_TEXT PROVIDED_
The Manual install steps above should work as-is on a Pi:

sudo apt-get update
sudo apt-get install -y libportaudio2 libsndfile1 python3-venv python3-dev git pipewire-pulse
git clone https://github.com/blenheiminnovation/BioAcousticStreamEngine.git
cd BioAcousticStreamEngine
python3 -m venv .venv
.venv/bin/pip install -e "."

Heads-up: the first install pulls down TensorFlow + PyTorch (via BatDetect2) and is large (~1.5 GB on disk). Budget 15–30 min on a Pi 4 for the pip step; SD-card I/O dominates.

Likely gotchas

  • tensorflow-cpu may not have an aarch64 wheel. pyproject.toml pins tensorflow-cpu>=2.16, but tensorflow-cpu is historically an x86_64-only PyPI package. On Pi you may need to swap it for the regular tensorflow package (which does publish aarch64 wheels from 2.15+), or replace it with tflite-runtime since birdnetlib only needs TFLite at runtime. If pip install -e . fails on the TensorFlow line, edit pyproject.toml and try tensorflow>=2.16 or tflite-runtime.
  • BirdNET via TFLite is comfortably real-time on a Pi 4 with one microphone. This is the lightest classifier — start here.
  • BatDetect2 uses PyTorch and is ~5–10× slower on Pi 4 than desktop for ultrasonic CNN inference. Workable, but consider a longer chunk duration or scheduling it to specific dusk/dawn windows only. Pi 5 handles it more comfortably.
  • OpenSoundscape (insect classifier) drags in the full PyTorch wheel (~500 MB) and is the heaviest single dependency. Consider running the insect classifier only in scheduled windows rather than 24/7.
  • Running every classifier at once will likely exceed a Pi 4's CPU budget. Use the Schedule → Classifiers & Microphones panel to disable classifiers you don't need, or to stagger them across listening windows.
  • PipeWire / pactl device listing: Bookworm uses PipeWire with the PulseAudio shim, so the web UI's device picker works out of the box. On a stripped-down headless install you may need sudo apt-get install -y pipewire-pulse explicitly.
  • Headless operation: SSH in, run bash start_web.sh, then point a browser from another machine at http://<pi-hostname>.local:8000. The Pi 4's HDMI-attached browser will struggle to render the live spectrogram smoothly — view it remotely.

Stored data entries:
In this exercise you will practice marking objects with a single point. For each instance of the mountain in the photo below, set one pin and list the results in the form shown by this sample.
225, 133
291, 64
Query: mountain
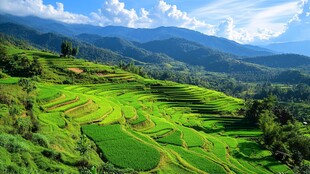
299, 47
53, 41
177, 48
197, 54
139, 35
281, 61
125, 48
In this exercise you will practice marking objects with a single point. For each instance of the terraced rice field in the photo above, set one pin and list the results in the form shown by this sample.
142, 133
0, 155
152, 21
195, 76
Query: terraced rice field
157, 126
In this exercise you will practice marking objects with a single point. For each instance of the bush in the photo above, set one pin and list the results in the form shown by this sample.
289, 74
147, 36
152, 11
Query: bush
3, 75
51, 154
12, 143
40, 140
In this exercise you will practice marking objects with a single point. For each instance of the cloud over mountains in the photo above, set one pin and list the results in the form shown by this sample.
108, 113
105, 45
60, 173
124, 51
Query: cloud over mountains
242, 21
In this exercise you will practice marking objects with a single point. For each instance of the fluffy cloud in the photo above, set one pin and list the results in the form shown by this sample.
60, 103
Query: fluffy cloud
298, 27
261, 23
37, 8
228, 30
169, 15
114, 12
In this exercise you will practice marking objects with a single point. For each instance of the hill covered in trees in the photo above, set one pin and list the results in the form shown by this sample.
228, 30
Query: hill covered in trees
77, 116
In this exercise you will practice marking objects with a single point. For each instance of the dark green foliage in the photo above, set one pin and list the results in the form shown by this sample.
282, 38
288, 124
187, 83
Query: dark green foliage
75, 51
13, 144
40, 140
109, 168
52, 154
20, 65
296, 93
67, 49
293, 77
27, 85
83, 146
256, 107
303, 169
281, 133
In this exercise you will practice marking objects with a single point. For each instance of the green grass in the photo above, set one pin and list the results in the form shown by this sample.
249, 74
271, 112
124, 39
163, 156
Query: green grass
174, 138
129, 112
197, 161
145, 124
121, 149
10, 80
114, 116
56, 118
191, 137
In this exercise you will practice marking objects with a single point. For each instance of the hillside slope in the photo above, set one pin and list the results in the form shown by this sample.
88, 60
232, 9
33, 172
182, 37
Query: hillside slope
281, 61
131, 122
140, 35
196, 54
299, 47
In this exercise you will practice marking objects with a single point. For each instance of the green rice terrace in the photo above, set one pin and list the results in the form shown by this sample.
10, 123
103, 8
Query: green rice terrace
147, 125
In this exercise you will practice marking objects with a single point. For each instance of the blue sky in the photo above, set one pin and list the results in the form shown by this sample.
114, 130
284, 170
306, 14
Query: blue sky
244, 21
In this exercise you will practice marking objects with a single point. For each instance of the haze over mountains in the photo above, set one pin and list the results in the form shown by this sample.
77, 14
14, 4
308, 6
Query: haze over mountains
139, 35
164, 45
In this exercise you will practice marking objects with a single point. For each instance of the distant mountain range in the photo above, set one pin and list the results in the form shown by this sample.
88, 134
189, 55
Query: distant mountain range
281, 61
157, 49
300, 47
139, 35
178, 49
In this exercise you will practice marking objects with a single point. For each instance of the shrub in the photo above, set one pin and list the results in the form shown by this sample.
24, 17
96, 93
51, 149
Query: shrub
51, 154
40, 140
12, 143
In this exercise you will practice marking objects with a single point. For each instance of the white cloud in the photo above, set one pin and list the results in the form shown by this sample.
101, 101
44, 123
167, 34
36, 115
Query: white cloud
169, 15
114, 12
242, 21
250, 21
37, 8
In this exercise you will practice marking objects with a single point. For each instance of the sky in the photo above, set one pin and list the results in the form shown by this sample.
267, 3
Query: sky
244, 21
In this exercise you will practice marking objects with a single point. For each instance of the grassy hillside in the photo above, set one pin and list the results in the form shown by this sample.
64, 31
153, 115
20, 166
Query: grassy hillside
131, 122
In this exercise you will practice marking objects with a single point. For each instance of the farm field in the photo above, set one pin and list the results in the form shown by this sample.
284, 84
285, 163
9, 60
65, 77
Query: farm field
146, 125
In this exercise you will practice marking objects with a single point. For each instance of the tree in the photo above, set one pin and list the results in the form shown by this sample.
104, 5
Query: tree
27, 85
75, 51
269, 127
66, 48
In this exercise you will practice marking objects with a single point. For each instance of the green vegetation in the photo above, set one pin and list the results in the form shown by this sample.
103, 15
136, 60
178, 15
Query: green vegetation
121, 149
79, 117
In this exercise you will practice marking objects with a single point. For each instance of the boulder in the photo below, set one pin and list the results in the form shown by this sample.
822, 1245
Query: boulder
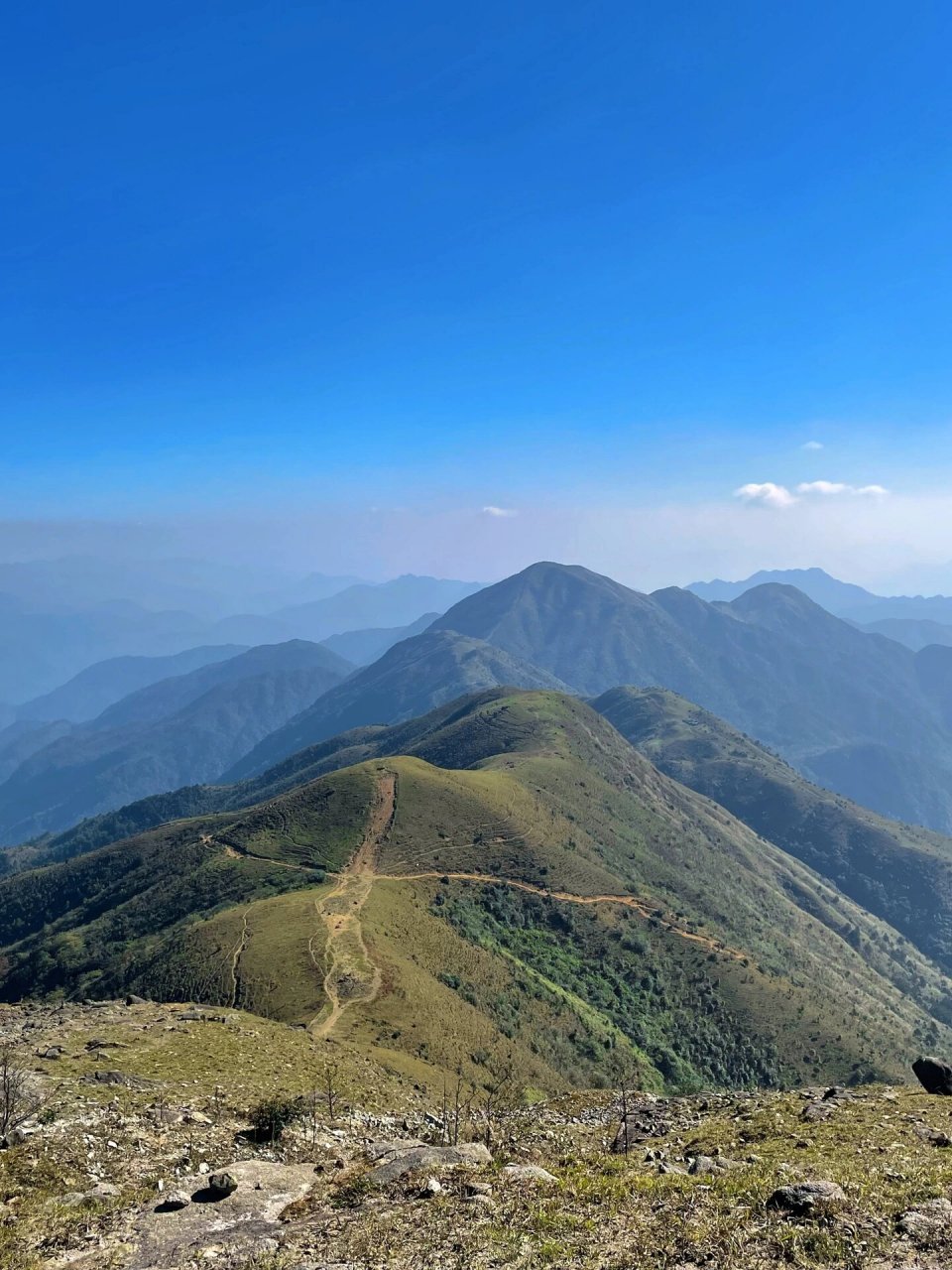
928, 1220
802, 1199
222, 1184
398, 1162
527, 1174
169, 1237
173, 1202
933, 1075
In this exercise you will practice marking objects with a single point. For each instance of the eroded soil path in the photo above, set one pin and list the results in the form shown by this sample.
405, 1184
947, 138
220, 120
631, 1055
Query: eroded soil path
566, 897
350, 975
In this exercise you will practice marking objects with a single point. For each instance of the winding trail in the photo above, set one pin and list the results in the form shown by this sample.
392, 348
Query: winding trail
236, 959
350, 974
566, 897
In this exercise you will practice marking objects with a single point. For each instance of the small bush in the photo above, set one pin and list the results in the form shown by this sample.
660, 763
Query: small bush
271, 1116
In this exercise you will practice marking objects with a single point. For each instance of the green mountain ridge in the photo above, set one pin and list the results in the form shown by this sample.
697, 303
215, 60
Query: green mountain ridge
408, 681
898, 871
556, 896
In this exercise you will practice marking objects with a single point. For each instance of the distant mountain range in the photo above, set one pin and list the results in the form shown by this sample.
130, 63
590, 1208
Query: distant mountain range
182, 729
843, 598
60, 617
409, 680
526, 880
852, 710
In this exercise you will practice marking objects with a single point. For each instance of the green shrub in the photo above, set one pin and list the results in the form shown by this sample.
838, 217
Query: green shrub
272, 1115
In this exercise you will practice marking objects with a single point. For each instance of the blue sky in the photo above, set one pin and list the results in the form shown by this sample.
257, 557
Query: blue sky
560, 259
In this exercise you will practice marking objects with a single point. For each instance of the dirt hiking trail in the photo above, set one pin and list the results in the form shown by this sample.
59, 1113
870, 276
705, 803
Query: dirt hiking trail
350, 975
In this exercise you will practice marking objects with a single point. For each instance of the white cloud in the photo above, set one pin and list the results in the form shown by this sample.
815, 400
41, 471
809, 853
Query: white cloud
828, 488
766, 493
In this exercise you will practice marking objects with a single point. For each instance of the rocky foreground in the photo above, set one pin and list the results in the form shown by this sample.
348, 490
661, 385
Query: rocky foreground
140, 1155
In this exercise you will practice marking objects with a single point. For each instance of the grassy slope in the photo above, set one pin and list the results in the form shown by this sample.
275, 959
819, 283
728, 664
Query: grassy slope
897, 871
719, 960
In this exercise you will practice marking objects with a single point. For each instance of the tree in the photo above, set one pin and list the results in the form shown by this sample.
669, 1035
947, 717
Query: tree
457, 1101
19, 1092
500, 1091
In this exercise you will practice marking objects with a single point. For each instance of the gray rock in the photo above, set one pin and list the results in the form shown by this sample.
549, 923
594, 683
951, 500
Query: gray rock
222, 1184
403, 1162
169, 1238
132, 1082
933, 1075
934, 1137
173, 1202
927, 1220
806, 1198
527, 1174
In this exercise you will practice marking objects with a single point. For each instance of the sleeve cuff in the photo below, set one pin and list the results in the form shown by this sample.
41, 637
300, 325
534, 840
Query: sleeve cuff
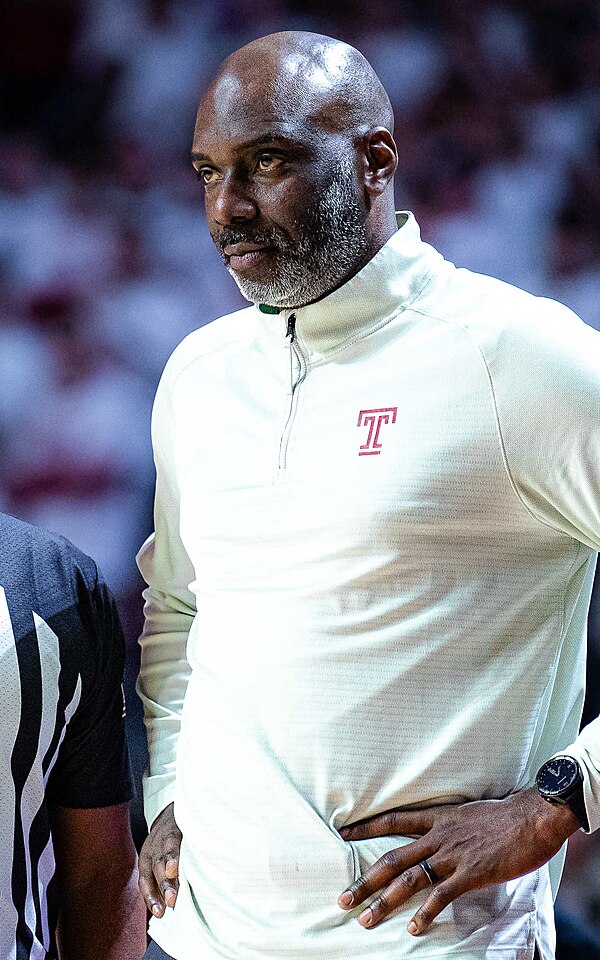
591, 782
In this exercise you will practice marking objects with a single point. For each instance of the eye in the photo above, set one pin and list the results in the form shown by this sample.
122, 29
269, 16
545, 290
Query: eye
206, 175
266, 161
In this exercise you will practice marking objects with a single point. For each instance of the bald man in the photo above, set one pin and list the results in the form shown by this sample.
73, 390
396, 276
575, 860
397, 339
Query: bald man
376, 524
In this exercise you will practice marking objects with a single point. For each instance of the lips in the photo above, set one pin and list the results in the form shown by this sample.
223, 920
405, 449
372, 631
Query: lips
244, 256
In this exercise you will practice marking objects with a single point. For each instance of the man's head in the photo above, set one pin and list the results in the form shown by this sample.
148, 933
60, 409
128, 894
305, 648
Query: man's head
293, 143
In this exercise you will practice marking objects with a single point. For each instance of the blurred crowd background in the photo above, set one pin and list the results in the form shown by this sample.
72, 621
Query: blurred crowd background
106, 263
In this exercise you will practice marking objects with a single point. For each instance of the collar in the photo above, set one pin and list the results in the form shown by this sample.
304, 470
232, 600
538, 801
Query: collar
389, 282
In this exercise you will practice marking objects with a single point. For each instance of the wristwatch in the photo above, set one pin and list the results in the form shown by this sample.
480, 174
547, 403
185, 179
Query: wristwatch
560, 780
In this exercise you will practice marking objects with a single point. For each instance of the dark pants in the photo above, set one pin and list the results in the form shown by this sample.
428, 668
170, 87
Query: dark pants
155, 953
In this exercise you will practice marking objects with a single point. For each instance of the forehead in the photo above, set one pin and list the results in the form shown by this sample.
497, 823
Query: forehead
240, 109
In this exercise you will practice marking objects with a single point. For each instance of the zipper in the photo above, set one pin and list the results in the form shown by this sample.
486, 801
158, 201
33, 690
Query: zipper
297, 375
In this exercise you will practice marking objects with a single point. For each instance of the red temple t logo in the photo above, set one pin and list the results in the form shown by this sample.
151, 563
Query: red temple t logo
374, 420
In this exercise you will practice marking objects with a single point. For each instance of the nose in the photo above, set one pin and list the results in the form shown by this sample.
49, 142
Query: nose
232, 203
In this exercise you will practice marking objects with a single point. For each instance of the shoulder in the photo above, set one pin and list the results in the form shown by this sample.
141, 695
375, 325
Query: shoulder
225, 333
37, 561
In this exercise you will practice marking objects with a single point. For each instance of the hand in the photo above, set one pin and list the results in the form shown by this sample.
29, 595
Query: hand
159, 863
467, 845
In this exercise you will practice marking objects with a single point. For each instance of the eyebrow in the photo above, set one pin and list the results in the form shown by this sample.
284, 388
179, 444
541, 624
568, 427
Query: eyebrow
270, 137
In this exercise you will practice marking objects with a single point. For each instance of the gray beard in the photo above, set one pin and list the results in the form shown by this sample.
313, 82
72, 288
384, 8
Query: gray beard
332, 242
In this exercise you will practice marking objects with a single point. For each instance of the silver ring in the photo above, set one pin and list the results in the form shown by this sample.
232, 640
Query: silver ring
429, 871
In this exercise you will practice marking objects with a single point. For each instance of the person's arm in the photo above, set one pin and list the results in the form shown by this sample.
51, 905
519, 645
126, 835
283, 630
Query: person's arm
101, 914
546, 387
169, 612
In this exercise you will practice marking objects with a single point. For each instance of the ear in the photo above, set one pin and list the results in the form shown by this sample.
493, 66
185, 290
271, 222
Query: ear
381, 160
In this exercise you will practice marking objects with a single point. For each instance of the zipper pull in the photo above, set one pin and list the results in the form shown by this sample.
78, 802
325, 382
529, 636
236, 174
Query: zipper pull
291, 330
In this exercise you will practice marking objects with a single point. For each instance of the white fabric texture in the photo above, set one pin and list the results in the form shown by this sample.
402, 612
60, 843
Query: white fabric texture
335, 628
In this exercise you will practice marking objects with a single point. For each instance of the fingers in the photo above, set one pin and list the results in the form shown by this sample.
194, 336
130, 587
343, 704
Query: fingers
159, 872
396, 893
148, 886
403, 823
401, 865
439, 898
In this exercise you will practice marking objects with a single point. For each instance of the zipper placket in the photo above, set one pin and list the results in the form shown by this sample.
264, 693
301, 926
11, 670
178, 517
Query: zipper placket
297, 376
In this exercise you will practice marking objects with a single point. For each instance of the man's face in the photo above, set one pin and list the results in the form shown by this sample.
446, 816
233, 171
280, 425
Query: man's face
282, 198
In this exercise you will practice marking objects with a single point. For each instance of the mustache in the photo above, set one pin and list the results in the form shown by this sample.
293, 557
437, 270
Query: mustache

_TASK DETAILS_
Continue the Raspberry Pi installation notes from the point at which they end. The records bear no relation to the text about installing the software on a Raspberry Pi.

_RESPONSE TO THE EXERCISE_
  • MQTT: the Mosquitto broker runs natively on Pi (sudo apt-get install -y mosquitto); no Pi-specific changes needed beyond the standard MQTT section.

Useful links


Web UI

BioAcoustic Stream Engine (BASE) includes a browser-based dashboard for managing and monitoring the system without touching the command line.

.venv/bin/python -m ecoacoustics.main web

A browser tab opens automatically at http://localhost:8000. A desktop launcher is also provided — double-click bioacoustic-stream-engine.desktop to start.

Pages

Page Features
Dashboard Live detection feed, real-time VU meter, per-device start/stop controls, today's species count and call totals
Gallery Live photo grid populated as species are detected; confidence threshold filter; detection counts; CC attribution overlays; upload your own images per species
Schedule Today's listening windows, add/remove custom windows, assign classifiers and microphones per organism group
Clips Browse saved audio clips by species and classifier, play in browser, delete clips
Reports Date and species filtering, daily summary table, download detections/sessions as CSV, clear all logs
Settings Recording location (name, lat/lon), MQTT broker configuration with connection test, classifier device assignment

Web command options

.venv/bin/python -m ecoacoustics.main web --port 8080   # change port
.venv/bin/python -m ecoacoustics.main web --no-browser  # don't auto-open browser

Species Gallery

The Gallery page builds a live photo grid as species are detected during a session. Each card shows a photograph of the species, its common and scientific name, classifier type, best confidence score, and a detection count. The grid updates in real time via WebSocket — no page refresh needed.

Species Gallery

Stock images

108 UK species images are bundled with BASE, sourced from Wikimedia Commons under open Creative Commons licences. Attribution is displayed as an overlay on each card and stored in src/ecoacoustics/web/species_images/_credits.json.

Replacing or adding images

Any stock image can be replaced with your own photograph directly from the gallery:

  • Cards with no image show a "+ Add photo" button over the placeholder — click it to upload without leaving the gallery.
  • Gallery → Manage Images lets you upload a replacement for any species and edit the copyright attribution (author, licence, source URL).

Accepted formats: JPEG, PNG, WebP. Images are saved into src/ecoacoustics/web/species_images/ and served statically.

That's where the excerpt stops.